■ Stated problem:
Rewrite the lines below as a numbered list, leaving out any blank lines.
───── Material supplied
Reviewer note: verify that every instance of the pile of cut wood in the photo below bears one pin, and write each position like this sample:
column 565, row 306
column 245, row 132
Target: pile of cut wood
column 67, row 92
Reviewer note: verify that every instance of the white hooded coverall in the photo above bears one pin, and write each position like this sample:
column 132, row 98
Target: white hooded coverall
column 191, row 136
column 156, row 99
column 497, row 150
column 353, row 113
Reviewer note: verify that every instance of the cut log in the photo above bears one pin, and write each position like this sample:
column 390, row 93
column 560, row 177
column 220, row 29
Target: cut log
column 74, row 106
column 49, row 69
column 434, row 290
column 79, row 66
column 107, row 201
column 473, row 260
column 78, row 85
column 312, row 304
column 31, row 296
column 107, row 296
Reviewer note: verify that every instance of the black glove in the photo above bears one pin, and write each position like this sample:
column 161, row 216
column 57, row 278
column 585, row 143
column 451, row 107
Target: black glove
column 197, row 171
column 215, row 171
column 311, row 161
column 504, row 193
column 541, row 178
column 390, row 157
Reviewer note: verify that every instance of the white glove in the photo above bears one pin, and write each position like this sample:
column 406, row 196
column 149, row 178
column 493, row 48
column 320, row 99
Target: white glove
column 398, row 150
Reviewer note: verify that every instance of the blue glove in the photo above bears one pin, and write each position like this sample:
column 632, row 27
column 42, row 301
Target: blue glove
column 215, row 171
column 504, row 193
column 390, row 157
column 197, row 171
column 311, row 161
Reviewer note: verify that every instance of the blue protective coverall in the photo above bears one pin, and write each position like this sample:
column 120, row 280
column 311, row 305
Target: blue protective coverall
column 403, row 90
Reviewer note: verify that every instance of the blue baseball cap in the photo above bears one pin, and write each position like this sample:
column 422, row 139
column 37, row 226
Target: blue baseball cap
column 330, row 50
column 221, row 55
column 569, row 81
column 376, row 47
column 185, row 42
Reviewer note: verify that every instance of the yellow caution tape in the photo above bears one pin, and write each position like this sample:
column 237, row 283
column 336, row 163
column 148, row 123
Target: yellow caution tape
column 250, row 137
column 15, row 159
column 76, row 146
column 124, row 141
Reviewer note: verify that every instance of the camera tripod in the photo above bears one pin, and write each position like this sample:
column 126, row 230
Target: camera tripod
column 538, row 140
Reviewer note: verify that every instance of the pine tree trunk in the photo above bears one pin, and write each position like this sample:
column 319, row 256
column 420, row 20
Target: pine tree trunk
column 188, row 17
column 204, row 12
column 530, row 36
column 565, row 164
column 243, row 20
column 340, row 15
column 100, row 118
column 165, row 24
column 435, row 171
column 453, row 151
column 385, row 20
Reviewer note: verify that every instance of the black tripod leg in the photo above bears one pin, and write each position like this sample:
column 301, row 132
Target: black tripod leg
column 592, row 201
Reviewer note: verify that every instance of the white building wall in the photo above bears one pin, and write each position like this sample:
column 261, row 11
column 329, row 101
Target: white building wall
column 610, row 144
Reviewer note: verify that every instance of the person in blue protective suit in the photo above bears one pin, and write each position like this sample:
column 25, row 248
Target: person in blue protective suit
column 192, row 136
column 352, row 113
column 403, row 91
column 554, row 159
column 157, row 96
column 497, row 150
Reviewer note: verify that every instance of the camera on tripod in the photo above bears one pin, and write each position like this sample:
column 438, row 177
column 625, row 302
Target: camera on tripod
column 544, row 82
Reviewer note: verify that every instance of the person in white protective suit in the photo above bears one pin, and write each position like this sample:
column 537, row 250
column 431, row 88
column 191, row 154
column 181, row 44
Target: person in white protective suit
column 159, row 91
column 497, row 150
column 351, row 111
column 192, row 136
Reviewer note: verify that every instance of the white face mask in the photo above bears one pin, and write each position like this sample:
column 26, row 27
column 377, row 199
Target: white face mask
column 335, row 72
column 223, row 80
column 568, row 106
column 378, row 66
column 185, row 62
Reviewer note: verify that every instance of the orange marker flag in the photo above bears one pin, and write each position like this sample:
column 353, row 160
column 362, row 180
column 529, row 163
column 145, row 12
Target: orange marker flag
──────────
■ Final answer:
1. Reviewer note: verify that every instance of the pile of cut wood in the photo below bears one pin, and write each position like this sample:
2. column 565, row 306
3. column 245, row 132
4. Target: pile of cut wood
5. column 67, row 92
6. Reviewer note: verify that every instance of the white hooded coverall in the photo above bears one pin, and write each position like this sample:
7. column 132, row 98
8. Target: white hooded coverall
9. column 191, row 136
10. column 156, row 99
11. column 497, row 150
12. column 353, row 113
13. Reviewer note: verify that every instance of the cut log in the photo above bears one pin, and write each position like this sample:
14. column 390, row 93
15. column 560, row 177
16. column 220, row 29
17. Target: cut log
18. column 74, row 106
19. column 49, row 69
20. column 434, row 290
21. column 79, row 66
22. column 107, row 201
23. column 473, row 260
24. column 78, row 85
25. column 312, row 304
26. column 31, row 296
27. column 107, row 296
28. Reviewer note: verify that every instance of the black glove in the photo above bears one pin, and write each position like this sample:
29. column 161, row 216
30. column 57, row 278
31. column 585, row 143
32. column 451, row 107
33. Target: black glove
34. column 197, row 171
35. column 215, row 171
36. column 311, row 161
37. column 504, row 193
38. column 541, row 178
39. column 390, row 157
40. Reviewer note: verify that every instance of the white glove in the photo above bears one pin, and write each position like this sample:
41. column 406, row 196
42. column 149, row 178
43. column 493, row 48
44. column 320, row 99
45. Target: white glove
46. column 398, row 150
47. Reviewer note: verify that every instance of the blue glove in the photo above bears one pin, and write each position like this sample:
48. column 632, row 27
49. column 42, row 301
50. Target: blue glove
51. column 215, row 171
52. column 504, row 193
53. column 390, row 157
54. column 197, row 171
55. column 311, row 161
56. Reviewer note: verify that every instance of the blue protective coverall in the photo above bears one pin, and write each position like this sample:
57. column 120, row 280
58. column 311, row 305
59. Target: blue protective coverall
60. column 403, row 90
61. Reviewer note: verify that every instance of the blue baseball cap in the photo above bears one pin, and write each position like this sample:
62. column 422, row 139
63. column 37, row 226
64. Target: blue baseball cap
65. column 330, row 50
66. column 221, row 55
67. column 569, row 81
68. column 376, row 47
69. column 185, row 42
70. Reviewer note: verify that every instance of the yellow caution tape in the photo above bears one pin, and write each position like this sample:
71. column 237, row 283
72. column 336, row 163
73. column 148, row 123
74. Target: yellow caution tape
75. column 250, row 137
76. column 15, row 159
77. column 76, row 146
78. column 124, row 141
79. Reviewer note: verify that every instance of the camera tripod in the photo above bears one pin, and write each position like this sample:
80. column 126, row 230
81. Target: camera tripod
82. column 538, row 140
83. Reviewer note: verify that every instance of the pine tree trunk in the photo above bears one pin, and write each position like this sample:
84. column 319, row 256
85. column 420, row 20
86. Target: pine tree trunk
87. column 188, row 17
88. column 204, row 12
89. column 530, row 36
90. column 565, row 164
91. column 243, row 20
92. column 340, row 15
93. column 100, row 118
94. column 165, row 24
95. column 435, row 171
96. column 453, row 151
97. column 385, row 20
98. Reviewer note: verify that every instance of the black tripod leg in the photo above bears one pin, and write each position like this sample:
99. column 301, row 132
100. Target: black tripod leg
101. column 592, row 201
102. Reviewer note: verify that every instance of the white building wall in the photo above bears one pin, and write each position like this sample:
103. column 261, row 11
104. column 329, row 101
105. Target: white building wall
106. column 610, row 144
107. Reviewer note: verify that every instance of the person in blue protective suit in the photo above bears one pin, and write each position like this sample:
108. column 25, row 248
109. Target: person in blue protective suit
110. column 192, row 136
111. column 352, row 113
112. column 403, row 91
113. column 554, row 159
114. column 157, row 96
115. column 497, row 150
116. Reviewer note: verify that every instance of the camera on tripod in the photo above bears one pin, and write each position like this sample:
117. column 438, row 177
118. column 625, row 302
119. Target: camera on tripod
120. column 544, row 82
121. Reviewer note: verify that every instance of the person in white protective suit in the photo above bears one pin, and write each position like this sample:
122. column 537, row 250
123. column 431, row 88
124. column 191, row 154
125. column 181, row 44
126. Target: person in white protective suit
127. column 159, row 91
128. column 497, row 150
129. column 351, row 111
130. column 192, row 136
131. Reviewer note: verify that every instance of the white face mask in the photo above bears one pin, and write each position like this sample:
132. column 26, row 27
133. column 377, row 199
134. Target: white face mask
135. column 335, row 72
136. column 223, row 80
137. column 568, row 106
138. column 378, row 66
139. column 185, row 62
140. Reviewer note: verify that every instance of the orange marker flag in the photo above bears one pin, and write each position like this sample:
141. column 353, row 160
142. column 362, row 180
143. column 529, row 163
144. column 145, row 12
145. Target: orange marker flag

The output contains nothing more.